◆ What you will do
• A. Please set down the part of the nutrition text that opens with the words containing "Our food no" and closes with "the missing nutrients.", keeping it word for word.
• B. In the nutrition text, why are vitamins and minerals called micronutrients?

◆ Text
Content starts
Our food no longer is nutritious. Herbicides and pesticides have caused the depletion of nutrients in the soil.
Supplements are needed to supply the missing nutrients.
When our body gets all of the nutrients it needs, it achieves good health.
If a nutrient is lacking, illness follows.
Chronic illness and degenerative disease can improve greatly if the proper nutrients are added.
In an ideal world, we would get all our nutritional requirements from readily available, healthy food. In that same world, there would be much less illness and disease too. Unfortunately, that world exists for relatively few people.
Many people are or feel constrained by time, finances, and other factors. They are also swayed by advertising and peer pressure to consume ‘food’ that is far less than ideal when it comes to delivering nutritional value, but overdeliver on harmful and even toxic inputs. But even those who are extremely diligent about their dietary intake can struggle to meet their recommended daily requirements for some specific vitamins or minerals.
It is unfortunate that some foods today do not deliver the same nutritional value as they did previously. Some farming techniques have led to the depletion of some minerals in the soil. As a result, large portions of the population are deficient in essential nutrients, such as magnesium. Many dietary experts claim that ideal nutrient profiles cannot be maintained without supplementation.
Vitamins and minerals are essential nutrients that our bodies need in small amounts to function properly. They are often referred to as micronutrients because they are required in smaller quantities compared to macronutrients like carbohydrates, proteins, and fats. Despite being needed in smaller amounts, vitamins and minerals play crucial roles in maintaining optimal health.
Content ends
◆ Records shown
Content starts
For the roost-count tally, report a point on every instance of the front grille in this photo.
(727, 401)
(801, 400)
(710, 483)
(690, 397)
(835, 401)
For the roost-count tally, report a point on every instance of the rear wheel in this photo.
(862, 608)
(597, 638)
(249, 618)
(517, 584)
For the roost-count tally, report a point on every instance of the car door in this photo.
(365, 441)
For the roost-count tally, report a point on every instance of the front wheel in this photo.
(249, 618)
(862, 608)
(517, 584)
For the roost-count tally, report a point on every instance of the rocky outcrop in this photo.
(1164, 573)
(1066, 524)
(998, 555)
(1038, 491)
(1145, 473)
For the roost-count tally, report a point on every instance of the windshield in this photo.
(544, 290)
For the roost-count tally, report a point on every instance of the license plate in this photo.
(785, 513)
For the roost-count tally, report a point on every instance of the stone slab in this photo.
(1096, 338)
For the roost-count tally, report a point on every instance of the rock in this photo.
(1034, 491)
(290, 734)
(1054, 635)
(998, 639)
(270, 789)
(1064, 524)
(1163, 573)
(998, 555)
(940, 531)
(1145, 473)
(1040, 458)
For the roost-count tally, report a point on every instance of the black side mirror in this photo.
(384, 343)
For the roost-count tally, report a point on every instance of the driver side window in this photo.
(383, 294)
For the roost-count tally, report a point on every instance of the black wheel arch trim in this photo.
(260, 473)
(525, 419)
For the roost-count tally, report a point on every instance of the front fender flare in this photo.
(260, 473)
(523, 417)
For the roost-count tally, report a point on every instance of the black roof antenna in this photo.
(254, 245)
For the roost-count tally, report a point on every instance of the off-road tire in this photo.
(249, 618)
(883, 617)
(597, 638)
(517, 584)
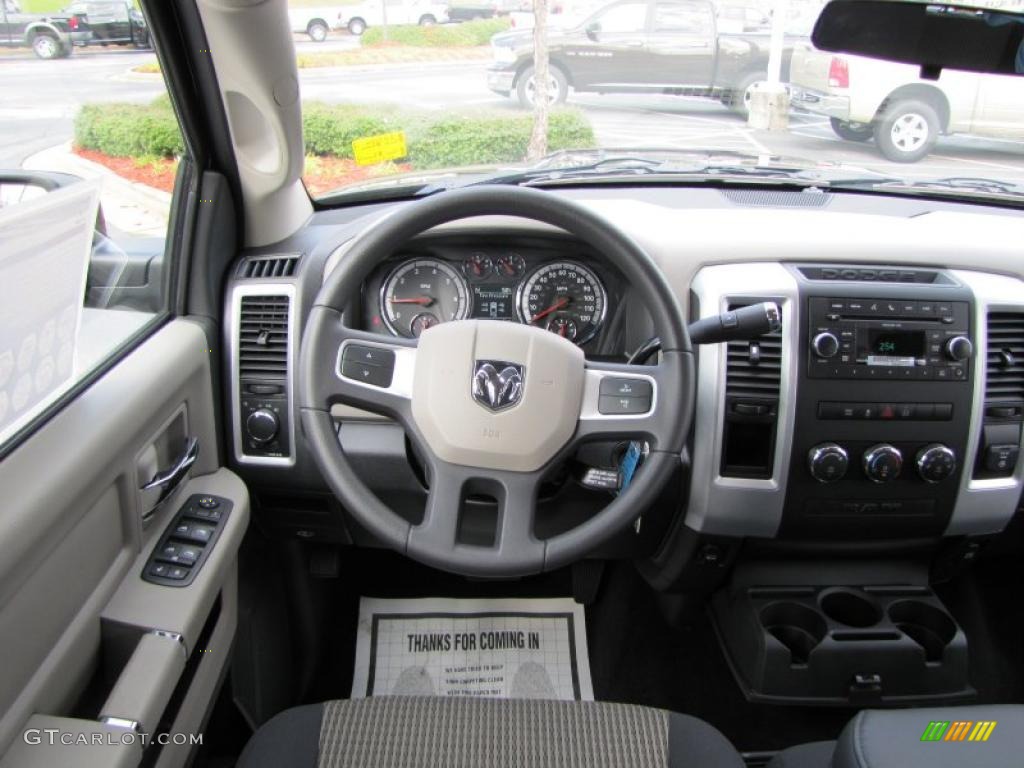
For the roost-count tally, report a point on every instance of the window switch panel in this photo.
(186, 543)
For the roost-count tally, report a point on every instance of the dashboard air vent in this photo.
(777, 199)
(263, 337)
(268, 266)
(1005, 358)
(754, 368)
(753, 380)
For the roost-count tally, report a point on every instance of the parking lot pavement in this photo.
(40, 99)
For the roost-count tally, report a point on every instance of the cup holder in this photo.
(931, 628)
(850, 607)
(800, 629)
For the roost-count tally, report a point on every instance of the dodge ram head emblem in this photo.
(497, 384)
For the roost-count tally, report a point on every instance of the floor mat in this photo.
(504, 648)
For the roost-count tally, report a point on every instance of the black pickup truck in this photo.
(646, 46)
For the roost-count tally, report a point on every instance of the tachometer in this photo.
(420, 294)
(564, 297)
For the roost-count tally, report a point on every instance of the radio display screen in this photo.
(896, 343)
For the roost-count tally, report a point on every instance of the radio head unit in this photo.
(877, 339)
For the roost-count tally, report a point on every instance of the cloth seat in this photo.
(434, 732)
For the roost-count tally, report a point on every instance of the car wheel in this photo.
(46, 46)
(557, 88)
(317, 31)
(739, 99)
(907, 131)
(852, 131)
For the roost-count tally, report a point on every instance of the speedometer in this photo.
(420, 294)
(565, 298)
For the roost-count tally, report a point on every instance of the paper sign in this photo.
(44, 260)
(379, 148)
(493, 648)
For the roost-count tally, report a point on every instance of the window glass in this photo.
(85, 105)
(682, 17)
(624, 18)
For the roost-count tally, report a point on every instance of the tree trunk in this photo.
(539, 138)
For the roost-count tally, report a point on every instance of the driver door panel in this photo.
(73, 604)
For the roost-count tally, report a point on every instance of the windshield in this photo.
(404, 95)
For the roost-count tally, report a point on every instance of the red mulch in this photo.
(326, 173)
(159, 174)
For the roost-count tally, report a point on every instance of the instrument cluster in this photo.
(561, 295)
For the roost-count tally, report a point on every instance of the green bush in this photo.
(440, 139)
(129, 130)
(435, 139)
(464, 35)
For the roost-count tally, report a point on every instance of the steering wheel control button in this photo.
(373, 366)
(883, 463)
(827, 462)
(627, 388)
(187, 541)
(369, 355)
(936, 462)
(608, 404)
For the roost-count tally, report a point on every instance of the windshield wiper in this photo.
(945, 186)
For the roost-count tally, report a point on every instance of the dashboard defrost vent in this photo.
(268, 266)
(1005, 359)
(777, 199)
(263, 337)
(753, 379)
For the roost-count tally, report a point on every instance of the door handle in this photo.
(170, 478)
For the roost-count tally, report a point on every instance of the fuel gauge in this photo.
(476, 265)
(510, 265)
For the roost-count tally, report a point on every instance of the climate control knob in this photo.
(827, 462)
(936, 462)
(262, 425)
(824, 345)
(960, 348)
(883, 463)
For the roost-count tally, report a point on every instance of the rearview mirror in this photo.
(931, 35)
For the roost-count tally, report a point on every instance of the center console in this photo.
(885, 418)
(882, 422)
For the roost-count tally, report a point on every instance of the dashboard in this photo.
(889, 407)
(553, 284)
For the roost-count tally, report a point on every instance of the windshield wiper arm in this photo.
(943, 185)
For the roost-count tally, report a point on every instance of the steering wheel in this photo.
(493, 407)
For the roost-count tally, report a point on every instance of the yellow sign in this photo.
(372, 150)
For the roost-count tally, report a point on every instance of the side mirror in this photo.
Content ends
◆ Outputs in order
• A.
Our food no longer is nutritious. Herbicides and pesticides have caused the depletion of nutrients in the soil.
Supplements are needed to supply the missing nutrients.

• B. They are required in smaller quantities than macronutrients like carbohydrates, proteins, and fats.